DO THIS ::
How many lines in the material below contain the string "bathroom"? Matching is case-sensitive; reply with the number alone.

RECORD EXTRACTS ::
--

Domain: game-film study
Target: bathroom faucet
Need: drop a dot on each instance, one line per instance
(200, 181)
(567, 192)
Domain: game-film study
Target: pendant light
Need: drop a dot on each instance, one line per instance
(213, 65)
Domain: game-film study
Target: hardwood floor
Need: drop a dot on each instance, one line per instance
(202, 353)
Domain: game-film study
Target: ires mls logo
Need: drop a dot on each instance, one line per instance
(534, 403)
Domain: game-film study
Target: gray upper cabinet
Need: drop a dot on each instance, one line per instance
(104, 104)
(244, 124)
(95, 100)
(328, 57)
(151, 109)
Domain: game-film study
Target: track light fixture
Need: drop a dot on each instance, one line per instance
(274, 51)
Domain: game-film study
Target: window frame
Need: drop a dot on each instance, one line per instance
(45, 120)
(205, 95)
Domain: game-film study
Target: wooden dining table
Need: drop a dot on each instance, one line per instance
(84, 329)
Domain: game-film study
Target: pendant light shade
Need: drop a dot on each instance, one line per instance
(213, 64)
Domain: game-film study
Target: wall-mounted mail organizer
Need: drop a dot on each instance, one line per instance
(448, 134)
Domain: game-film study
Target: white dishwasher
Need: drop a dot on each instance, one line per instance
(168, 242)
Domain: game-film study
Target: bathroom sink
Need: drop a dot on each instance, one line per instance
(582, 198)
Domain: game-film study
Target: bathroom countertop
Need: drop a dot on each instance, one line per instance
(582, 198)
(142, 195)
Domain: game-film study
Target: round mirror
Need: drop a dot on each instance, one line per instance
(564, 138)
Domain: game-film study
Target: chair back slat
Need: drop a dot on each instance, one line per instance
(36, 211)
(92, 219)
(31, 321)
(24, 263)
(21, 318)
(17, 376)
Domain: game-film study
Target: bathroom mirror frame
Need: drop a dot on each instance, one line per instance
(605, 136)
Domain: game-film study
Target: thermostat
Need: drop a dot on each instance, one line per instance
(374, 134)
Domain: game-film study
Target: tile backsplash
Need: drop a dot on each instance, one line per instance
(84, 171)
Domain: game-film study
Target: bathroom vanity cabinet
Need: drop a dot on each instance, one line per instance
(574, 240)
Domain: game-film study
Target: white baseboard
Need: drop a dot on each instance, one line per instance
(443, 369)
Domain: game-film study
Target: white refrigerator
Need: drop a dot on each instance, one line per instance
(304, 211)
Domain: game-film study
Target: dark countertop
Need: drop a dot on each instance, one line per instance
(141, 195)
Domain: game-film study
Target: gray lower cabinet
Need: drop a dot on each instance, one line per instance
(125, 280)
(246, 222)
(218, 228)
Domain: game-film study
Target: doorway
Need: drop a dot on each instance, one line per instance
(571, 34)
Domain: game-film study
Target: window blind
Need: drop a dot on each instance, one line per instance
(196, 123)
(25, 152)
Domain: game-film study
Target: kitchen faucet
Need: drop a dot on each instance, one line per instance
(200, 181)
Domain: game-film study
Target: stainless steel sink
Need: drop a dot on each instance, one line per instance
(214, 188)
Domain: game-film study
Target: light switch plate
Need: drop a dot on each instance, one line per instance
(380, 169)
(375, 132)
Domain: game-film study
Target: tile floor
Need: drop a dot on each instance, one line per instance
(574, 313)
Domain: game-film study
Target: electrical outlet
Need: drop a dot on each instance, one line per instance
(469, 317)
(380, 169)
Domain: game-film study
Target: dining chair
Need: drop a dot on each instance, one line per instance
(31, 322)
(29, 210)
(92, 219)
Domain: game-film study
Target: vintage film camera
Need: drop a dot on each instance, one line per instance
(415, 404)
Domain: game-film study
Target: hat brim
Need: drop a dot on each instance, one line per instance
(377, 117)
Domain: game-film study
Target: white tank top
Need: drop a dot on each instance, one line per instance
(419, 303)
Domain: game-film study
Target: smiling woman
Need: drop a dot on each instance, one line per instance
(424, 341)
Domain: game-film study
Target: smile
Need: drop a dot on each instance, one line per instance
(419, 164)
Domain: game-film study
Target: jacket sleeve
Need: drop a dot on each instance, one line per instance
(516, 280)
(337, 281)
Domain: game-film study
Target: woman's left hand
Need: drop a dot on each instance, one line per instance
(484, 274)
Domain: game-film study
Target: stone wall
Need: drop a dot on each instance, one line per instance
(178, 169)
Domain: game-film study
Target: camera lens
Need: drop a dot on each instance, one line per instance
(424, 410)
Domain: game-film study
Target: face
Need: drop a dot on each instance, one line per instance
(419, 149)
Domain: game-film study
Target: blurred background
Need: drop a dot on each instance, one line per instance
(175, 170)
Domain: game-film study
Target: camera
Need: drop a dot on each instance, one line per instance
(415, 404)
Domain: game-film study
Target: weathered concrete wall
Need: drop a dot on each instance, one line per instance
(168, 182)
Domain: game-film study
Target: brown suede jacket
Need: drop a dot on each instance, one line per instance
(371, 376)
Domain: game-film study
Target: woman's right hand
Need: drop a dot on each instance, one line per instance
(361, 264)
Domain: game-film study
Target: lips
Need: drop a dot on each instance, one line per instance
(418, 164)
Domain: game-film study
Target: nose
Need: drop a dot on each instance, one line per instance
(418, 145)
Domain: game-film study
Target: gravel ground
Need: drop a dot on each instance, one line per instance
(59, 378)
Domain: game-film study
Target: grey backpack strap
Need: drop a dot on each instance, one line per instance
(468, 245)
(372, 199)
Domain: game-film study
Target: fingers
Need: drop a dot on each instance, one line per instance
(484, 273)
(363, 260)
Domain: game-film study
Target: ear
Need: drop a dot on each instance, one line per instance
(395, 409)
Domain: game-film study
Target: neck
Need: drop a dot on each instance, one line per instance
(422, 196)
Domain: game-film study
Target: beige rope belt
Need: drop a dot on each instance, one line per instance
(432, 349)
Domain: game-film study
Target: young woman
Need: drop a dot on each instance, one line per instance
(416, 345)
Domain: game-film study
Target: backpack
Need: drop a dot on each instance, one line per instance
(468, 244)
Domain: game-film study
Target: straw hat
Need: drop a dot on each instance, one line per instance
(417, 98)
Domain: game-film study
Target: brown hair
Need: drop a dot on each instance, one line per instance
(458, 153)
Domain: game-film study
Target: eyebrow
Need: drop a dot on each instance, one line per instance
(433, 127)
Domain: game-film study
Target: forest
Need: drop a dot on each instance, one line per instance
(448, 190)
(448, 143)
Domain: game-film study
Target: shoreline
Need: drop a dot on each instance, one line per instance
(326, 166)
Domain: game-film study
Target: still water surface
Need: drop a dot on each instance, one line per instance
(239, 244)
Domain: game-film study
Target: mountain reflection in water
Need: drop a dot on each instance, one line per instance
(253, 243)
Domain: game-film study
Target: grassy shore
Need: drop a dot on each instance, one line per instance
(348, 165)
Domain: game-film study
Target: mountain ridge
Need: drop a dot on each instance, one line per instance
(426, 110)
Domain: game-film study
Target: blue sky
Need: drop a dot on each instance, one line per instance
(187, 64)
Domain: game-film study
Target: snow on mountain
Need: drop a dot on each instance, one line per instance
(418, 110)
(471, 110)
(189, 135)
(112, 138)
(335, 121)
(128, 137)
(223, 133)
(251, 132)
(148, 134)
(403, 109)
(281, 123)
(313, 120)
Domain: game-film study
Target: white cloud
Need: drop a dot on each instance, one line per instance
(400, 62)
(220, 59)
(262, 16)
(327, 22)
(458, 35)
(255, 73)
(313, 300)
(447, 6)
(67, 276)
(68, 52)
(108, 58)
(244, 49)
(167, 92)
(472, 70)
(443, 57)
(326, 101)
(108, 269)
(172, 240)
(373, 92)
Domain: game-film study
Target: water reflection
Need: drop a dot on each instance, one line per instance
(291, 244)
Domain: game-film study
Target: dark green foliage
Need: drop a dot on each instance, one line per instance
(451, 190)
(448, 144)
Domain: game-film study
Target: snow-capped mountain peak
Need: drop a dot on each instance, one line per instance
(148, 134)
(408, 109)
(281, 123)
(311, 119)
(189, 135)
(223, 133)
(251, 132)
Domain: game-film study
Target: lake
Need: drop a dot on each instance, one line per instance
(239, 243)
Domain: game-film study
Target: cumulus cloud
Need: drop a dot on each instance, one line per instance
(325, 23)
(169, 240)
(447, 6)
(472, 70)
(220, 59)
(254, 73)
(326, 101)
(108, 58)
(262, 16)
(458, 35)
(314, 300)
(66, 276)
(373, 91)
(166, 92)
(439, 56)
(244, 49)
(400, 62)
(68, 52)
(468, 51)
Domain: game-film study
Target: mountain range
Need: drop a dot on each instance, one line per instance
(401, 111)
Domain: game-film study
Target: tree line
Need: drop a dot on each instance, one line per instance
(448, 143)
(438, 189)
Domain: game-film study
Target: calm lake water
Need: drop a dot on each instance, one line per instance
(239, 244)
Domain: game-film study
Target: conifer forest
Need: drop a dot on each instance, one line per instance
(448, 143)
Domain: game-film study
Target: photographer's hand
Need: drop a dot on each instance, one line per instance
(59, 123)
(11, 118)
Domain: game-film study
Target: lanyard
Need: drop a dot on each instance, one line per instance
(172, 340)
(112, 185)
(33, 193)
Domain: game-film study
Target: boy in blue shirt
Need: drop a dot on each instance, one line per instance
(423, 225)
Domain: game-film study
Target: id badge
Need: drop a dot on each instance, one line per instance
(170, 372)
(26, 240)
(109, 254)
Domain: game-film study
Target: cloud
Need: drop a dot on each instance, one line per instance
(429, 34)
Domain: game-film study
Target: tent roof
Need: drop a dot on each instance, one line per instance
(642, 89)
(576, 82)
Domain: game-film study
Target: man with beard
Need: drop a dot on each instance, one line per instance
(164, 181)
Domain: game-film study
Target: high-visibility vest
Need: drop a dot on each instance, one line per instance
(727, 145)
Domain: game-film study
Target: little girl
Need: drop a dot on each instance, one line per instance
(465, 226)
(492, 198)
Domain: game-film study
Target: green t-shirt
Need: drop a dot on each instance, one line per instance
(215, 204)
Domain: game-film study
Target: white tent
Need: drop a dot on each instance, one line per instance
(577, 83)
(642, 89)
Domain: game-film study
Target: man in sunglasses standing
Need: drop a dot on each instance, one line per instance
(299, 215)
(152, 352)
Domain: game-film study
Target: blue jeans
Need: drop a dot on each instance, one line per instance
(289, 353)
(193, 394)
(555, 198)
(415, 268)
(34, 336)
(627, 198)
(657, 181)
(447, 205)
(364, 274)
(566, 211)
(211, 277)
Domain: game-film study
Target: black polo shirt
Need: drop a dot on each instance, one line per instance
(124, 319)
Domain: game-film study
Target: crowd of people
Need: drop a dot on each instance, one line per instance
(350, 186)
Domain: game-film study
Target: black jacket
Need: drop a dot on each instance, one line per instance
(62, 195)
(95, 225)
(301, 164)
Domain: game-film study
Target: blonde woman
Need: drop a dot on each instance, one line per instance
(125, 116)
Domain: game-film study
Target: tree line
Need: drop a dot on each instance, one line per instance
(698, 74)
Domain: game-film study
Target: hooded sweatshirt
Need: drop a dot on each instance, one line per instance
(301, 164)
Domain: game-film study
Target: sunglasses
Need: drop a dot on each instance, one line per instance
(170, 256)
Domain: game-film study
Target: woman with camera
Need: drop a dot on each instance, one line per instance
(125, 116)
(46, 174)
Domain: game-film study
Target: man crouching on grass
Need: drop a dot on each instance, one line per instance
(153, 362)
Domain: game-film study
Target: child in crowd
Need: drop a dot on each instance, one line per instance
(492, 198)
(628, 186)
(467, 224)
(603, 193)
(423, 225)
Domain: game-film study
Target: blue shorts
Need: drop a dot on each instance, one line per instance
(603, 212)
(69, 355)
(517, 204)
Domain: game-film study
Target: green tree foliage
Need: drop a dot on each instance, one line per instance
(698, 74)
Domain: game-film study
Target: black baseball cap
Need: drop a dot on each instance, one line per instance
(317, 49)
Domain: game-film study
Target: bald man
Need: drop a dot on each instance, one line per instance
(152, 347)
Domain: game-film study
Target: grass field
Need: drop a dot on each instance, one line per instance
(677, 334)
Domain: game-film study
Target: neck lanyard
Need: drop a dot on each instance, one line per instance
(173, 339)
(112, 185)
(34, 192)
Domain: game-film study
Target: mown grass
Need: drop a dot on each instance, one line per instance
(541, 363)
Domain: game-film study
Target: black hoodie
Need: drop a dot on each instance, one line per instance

--

SOLUTION TO THIS EXERCISE ::
5